The exercise:
In the entries below, starting with the line that contains "task | put a marker on each instance of the raised" and going on through the line that contains "x=285, y=34", substitute "pin" for every "marker" and write out only those lines, with nothing else changed.
═══ Data for this task
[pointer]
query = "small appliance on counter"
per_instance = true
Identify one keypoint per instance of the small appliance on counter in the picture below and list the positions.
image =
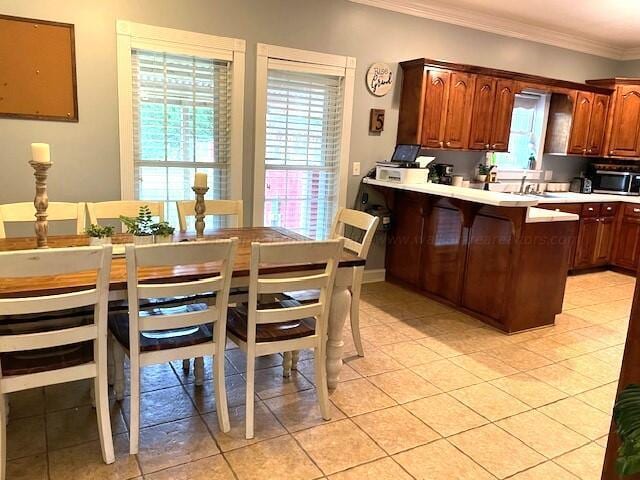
(619, 182)
(443, 173)
(580, 185)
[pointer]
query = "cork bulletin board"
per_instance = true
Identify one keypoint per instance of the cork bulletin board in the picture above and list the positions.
(37, 70)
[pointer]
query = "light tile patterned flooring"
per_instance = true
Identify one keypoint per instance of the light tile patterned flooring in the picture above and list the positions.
(437, 396)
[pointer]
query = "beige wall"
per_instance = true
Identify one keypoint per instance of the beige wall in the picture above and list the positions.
(86, 153)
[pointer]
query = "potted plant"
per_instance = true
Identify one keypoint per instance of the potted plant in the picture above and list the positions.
(483, 171)
(140, 226)
(99, 235)
(626, 414)
(162, 232)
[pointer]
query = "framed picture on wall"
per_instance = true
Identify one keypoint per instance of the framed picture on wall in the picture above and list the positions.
(40, 81)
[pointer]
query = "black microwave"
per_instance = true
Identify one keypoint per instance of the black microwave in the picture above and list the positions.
(620, 183)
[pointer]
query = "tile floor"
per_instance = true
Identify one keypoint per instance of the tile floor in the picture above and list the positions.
(438, 396)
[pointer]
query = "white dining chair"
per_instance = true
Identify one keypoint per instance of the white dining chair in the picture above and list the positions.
(50, 353)
(365, 226)
(227, 208)
(129, 208)
(163, 334)
(56, 211)
(285, 325)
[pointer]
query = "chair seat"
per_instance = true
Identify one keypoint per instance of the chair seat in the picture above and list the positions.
(45, 359)
(162, 339)
(237, 320)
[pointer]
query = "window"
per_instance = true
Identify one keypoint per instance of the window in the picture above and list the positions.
(527, 127)
(180, 103)
(302, 132)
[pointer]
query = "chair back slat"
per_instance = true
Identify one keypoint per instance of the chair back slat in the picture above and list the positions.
(279, 285)
(49, 303)
(221, 252)
(274, 315)
(178, 320)
(360, 220)
(129, 208)
(326, 253)
(233, 208)
(34, 341)
(56, 211)
(178, 289)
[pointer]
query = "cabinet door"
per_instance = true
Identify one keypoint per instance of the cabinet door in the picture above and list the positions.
(435, 108)
(458, 120)
(625, 126)
(597, 124)
(502, 113)
(627, 247)
(602, 252)
(482, 113)
(580, 123)
(587, 241)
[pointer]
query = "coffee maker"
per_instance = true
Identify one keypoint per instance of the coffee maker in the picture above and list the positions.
(443, 173)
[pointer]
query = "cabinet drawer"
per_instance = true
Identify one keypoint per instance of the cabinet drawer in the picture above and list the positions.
(609, 209)
(632, 209)
(590, 209)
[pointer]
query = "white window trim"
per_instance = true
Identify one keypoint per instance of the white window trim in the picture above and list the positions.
(312, 62)
(136, 35)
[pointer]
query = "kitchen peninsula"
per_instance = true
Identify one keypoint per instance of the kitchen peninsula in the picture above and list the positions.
(495, 256)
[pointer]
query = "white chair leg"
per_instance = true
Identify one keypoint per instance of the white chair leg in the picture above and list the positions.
(110, 366)
(354, 314)
(134, 424)
(221, 392)
(118, 367)
(3, 438)
(198, 371)
(103, 414)
(251, 369)
(287, 359)
(320, 363)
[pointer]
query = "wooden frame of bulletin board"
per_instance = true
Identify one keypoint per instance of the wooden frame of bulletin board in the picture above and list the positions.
(41, 81)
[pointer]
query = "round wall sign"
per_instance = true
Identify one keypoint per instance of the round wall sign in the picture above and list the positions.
(379, 79)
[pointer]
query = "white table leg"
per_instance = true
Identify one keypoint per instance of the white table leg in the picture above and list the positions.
(340, 304)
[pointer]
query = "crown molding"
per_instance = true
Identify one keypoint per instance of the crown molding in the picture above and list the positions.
(503, 26)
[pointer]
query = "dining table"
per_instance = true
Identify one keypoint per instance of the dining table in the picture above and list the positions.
(340, 299)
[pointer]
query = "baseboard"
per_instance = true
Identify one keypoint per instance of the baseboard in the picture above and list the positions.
(374, 275)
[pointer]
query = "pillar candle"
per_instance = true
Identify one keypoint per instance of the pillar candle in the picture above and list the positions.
(201, 180)
(40, 152)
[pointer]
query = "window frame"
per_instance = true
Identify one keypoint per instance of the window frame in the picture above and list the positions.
(308, 62)
(132, 35)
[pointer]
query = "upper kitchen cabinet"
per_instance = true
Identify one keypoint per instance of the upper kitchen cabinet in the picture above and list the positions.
(622, 138)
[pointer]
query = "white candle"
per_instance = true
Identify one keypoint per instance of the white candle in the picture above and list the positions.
(40, 152)
(201, 180)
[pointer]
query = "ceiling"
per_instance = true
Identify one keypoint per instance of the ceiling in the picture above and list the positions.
(609, 28)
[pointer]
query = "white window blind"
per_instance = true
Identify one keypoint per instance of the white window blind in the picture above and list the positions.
(302, 150)
(181, 124)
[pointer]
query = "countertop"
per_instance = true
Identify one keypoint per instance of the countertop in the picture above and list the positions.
(498, 199)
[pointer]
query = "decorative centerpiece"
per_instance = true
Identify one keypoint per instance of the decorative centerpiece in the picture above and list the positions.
(41, 162)
(200, 188)
(99, 235)
(162, 232)
(140, 226)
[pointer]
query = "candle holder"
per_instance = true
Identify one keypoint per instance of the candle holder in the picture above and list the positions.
(41, 201)
(200, 209)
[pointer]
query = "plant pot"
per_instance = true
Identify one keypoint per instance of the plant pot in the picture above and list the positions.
(163, 238)
(143, 239)
(95, 241)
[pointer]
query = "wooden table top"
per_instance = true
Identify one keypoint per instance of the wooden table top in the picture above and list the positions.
(12, 287)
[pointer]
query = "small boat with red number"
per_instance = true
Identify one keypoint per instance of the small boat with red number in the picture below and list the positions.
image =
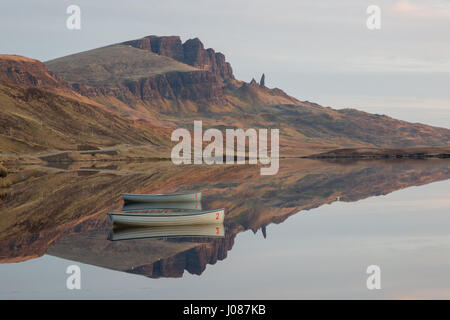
(168, 219)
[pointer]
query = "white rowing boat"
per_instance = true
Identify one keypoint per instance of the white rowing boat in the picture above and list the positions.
(170, 197)
(168, 219)
(204, 230)
(162, 205)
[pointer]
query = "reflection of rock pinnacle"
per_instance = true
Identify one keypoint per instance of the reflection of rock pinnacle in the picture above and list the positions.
(263, 229)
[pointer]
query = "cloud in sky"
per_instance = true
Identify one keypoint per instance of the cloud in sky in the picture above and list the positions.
(424, 9)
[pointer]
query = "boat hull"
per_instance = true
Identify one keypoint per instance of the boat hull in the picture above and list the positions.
(168, 219)
(204, 230)
(175, 197)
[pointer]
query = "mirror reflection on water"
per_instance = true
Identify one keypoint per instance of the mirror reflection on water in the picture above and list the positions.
(310, 231)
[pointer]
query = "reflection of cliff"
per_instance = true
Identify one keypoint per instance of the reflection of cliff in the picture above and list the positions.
(62, 213)
(155, 258)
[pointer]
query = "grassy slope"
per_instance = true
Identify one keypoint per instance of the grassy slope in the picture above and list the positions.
(110, 66)
(33, 120)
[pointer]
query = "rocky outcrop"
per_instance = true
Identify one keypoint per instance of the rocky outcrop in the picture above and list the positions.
(26, 71)
(170, 46)
(192, 52)
(195, 260)
(197, 86)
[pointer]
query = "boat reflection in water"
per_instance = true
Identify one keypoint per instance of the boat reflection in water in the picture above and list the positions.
(207, 230)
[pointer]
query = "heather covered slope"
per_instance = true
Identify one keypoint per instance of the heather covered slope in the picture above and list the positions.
(112, 65)
(40, 113)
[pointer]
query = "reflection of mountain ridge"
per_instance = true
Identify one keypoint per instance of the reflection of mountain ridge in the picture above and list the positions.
(251, 202)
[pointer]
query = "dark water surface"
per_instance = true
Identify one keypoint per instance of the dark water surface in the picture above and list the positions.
(311, 231)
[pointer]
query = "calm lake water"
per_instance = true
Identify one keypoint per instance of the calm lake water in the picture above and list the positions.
(309, 232)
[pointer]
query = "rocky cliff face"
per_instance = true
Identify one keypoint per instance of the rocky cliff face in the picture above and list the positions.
(198, 86)
(192, 52)
(26, 71)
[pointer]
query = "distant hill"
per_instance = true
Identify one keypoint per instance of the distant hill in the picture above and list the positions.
(155, 84)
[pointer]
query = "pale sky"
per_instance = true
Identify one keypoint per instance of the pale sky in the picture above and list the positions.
(319, 51)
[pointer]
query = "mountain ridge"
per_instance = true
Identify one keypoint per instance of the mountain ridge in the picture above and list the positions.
(142, 84)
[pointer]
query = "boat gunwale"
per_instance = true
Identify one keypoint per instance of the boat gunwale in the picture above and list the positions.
(160, 194)
(167, 214)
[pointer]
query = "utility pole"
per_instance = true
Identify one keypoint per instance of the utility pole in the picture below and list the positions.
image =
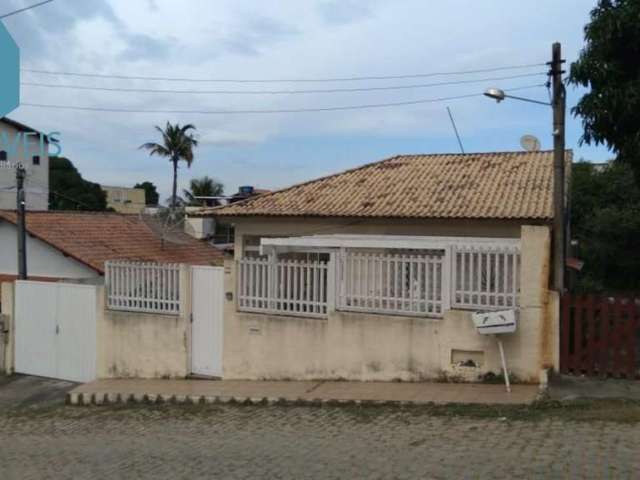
(21, 223)
(559, 104)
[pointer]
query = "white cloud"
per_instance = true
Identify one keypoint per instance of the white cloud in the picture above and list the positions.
(287, 39)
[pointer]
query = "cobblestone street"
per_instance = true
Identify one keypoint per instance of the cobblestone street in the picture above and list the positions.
(231, 441)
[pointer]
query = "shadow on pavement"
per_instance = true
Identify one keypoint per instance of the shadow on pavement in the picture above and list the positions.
(20, 391)
(566, 387)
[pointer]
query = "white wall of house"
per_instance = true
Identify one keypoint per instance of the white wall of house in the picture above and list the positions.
(43, 260)
(37, 181)
(370, 346)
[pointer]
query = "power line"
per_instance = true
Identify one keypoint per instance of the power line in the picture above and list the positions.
(24, 9)
(282, 80)
(280, 92)
(267, 111)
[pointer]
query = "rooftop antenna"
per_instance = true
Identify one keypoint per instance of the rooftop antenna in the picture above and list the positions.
(167, 224)
(530, 143)
(455, 129)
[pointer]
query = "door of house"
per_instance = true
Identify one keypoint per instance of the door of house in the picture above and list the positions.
(207, 287)
(55, 330)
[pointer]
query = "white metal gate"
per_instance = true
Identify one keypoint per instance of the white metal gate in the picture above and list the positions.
(207, 287)
(55, 330)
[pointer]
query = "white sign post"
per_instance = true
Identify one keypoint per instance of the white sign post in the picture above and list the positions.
(497, 323)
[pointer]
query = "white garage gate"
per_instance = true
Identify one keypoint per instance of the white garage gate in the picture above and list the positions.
(55, 330)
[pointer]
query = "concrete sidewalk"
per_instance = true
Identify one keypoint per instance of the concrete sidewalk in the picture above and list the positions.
(196, 391)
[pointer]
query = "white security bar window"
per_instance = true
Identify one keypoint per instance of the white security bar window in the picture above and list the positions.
(295, 287)
(400, 284)
(486, 277)
(143, 287)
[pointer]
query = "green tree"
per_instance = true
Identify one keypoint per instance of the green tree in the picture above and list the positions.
(151, 196)
(69, 191)
(202, 187)
(609, 65)
(177, 144)
(605, 219)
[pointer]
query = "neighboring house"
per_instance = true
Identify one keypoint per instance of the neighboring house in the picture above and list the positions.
(205, 227)
(373, 273)
(22, 144)
(124, 199)
(75, 245)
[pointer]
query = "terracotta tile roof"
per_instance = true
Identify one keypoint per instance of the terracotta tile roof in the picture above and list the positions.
(475, 185)
(92, 238)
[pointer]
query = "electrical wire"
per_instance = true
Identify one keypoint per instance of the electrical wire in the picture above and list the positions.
(266, 111)
(282, 80)
(15, 12)
(279, 92)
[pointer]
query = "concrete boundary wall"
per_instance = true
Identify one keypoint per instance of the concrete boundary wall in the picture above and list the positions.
(146, 345)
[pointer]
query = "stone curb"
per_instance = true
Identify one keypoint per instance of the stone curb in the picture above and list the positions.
(99, 399)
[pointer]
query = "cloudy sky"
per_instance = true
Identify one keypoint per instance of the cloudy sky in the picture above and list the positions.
(297, 39)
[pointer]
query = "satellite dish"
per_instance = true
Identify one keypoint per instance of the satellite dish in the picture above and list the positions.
(530, 143)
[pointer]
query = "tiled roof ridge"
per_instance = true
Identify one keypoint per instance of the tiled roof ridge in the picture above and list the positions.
(371, 164)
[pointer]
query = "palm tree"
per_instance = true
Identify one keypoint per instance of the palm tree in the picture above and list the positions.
(177, 144)
(202, 187)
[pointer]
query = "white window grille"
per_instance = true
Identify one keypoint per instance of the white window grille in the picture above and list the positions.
(485, 277)
(460, 273)
(294, 287)
(143, 287)
(401, 284)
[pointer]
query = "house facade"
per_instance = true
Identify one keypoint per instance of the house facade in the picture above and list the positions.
(22, 144)
(374, 273)
(75, 245)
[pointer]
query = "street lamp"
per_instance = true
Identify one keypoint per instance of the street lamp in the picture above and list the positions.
(499, 95)
(559, 105)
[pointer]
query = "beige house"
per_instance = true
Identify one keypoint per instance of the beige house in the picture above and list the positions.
(374, 273)
(124, 199)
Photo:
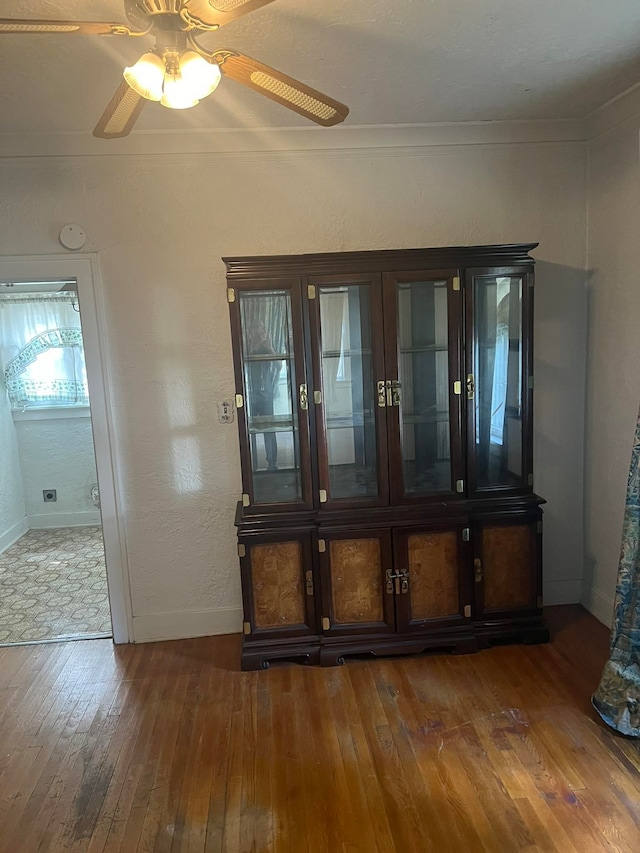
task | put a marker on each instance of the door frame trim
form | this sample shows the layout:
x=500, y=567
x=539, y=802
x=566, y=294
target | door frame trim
x=85, y=270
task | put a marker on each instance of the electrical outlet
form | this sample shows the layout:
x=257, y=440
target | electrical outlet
x=225, y=412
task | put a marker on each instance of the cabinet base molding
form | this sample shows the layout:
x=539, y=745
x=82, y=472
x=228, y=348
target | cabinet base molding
x=334, y=651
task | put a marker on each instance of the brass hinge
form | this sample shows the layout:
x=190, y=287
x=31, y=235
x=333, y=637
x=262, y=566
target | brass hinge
x=477, y=569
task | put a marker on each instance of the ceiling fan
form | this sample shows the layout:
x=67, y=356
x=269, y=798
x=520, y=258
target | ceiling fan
x=177, y=71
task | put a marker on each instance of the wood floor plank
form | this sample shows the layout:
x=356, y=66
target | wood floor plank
x=169, y=748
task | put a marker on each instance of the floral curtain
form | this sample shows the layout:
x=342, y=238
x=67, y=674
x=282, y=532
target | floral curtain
x=617, y=698
x=41, y=350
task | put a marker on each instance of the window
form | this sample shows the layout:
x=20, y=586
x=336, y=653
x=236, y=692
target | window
x=42, y=350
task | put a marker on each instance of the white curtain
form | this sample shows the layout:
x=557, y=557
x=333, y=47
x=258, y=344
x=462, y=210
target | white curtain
x=41, y=350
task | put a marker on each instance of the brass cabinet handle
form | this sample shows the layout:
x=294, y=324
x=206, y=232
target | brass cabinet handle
x=477, y=569
x=471, y=386
x=304, y=399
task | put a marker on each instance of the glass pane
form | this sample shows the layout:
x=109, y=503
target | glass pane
x=423, y=372
x=271, y=395
x=348, y=391
x=498, y=380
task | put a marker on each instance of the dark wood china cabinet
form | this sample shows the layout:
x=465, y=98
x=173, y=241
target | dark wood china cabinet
x=384, y=404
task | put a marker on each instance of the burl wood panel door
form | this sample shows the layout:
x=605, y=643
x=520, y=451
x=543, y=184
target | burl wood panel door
x=433, y=587
x=507, y=567
x=355, y=594
x=279, y=587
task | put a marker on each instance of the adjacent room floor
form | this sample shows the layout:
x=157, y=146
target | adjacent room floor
x=53, y=586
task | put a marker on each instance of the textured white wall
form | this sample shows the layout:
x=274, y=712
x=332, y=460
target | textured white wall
x=12, y=507
x=613, y=379
x=160, y=226
x=57, y=454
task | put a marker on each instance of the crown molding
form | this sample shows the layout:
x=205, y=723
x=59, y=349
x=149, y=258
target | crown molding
x=274, y=140
x=615, y=115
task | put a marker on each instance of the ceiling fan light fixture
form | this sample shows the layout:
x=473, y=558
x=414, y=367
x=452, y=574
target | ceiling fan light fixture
x=201, y=76
x=146, y=77
x=177, y=94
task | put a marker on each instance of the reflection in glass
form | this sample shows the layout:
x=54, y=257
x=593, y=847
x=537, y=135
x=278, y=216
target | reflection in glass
x=498, y=380
x=271, y=403
x=423, y=372
x=348, y=387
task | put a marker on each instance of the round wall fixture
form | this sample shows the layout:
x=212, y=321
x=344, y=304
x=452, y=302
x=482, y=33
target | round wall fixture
x=72, y=237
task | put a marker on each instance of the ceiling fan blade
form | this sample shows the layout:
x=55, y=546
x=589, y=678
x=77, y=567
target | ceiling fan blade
x=32, y=25
x=280, y=87
x=211, y=14
x=121, y=114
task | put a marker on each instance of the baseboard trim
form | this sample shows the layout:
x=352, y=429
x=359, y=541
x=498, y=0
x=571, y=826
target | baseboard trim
x=182, y=625
x=11, y=536
x=562, y=592
x=601, y=606
x=49, y=520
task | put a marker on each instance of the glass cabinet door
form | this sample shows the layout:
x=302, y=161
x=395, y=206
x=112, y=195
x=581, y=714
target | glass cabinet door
x=347, y=333
x=423, y=347
x=275, y=448
x=498, y=387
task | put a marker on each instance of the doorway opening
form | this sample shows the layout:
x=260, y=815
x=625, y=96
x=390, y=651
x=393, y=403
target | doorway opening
x=62, y=553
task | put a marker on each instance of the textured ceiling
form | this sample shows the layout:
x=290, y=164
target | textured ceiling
x=398, y=62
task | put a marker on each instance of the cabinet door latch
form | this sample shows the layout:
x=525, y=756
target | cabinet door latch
x=397, y=582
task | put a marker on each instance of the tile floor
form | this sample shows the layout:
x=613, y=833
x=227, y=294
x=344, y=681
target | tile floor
x=53, y=586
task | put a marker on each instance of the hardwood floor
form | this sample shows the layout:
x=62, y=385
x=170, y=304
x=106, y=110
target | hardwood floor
x=168, y=747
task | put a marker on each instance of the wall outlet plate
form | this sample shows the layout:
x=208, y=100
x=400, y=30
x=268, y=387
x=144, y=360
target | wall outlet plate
x=225, y=412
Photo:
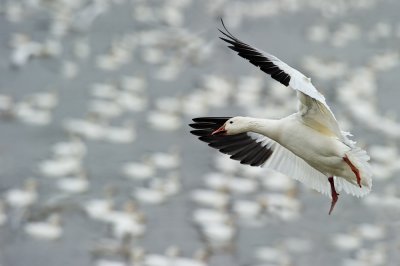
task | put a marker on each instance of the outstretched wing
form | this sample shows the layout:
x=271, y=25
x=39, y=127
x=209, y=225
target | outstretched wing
x=312, y=105
x=242, y=147
x=258, y=150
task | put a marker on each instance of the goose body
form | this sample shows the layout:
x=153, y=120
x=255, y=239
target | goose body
x=307, y=145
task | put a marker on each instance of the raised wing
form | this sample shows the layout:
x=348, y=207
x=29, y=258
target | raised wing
x=312, y=105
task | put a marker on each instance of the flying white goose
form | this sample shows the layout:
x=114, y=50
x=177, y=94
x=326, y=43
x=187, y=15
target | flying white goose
x=308, y=145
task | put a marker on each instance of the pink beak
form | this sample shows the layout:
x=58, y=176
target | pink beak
x=219, y=130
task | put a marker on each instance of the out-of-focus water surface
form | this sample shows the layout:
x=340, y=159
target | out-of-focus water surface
x=97, y=164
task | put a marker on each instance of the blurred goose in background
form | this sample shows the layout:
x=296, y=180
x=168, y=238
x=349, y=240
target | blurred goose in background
x=307, y=145
x=25, y=197
x=50, y=229
x=3, y=215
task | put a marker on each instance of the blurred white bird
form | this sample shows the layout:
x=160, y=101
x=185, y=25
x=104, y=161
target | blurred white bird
x=50, y=229
x=25, y=197
x=308, y=145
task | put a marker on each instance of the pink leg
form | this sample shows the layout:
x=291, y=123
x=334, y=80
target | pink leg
x=334, y=194
x=354, y=169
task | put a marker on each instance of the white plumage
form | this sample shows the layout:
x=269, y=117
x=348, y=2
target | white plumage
x=308, y=145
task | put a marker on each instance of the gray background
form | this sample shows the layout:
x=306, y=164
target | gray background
x=285, y=34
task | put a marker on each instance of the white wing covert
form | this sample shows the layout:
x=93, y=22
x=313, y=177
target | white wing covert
x=312, y=105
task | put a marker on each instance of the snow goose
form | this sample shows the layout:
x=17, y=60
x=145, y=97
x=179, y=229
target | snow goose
══════
Final answer:
task | put a pin on each instance of the raised wing
form | this sample shows the layout:
x=348, y=207
x=29, y=258
target | raised wing
x=312, y=105
task | put a pin on each instance of the flying white goose
form | this sample shows the layout:
x=114, y=50
x=177, y=94
x=326, y=43
x=187, y=15
target | flying white goose
x=308, y=145
task | put a pin on each instance of the pink beak
form | this sample shows the layout:
x=58, y=176
target | pink beak
x=219, y=130
task | put a pin on each instance of the out-of-focus water surface
form | this sample shows the layout:
x=340, y=159
target | out-of-focus water surface
x=97, y=164
task | put a pin on each instance of the blurred goose in background
form | this sample shows the layout:
x=296, y=180
x=168, y=238
x=349, y=240
target | blurred goose in background
x=307, y=145
x=25, y=197
x=50, y=229
x=3, y=215
task | put a pin on each instance of the blurred white bird
form | this sample shows the layout:
x=160, y=101
x=185, y=25
x=104, y=161
target | blurred white bird
x=50, y=229
x=25, y=197
x=308, y=145
task | put a pin on each instance of the pink leg
form | this sample shows the layout:
x=291, y=123
x=334, y=80
target | pink leg
x=334, y=194
x=354, y=169
task | put a pin on each instance of the white plumage
form | this sample shows the layout:
x=269, y=117
x=348, y=2
target | white plumage
x=308, y=145
task | put a pin on each instance of the gray background
form | this sample shows the layout:
x=306, y=164
target | gray background
x=285, y=34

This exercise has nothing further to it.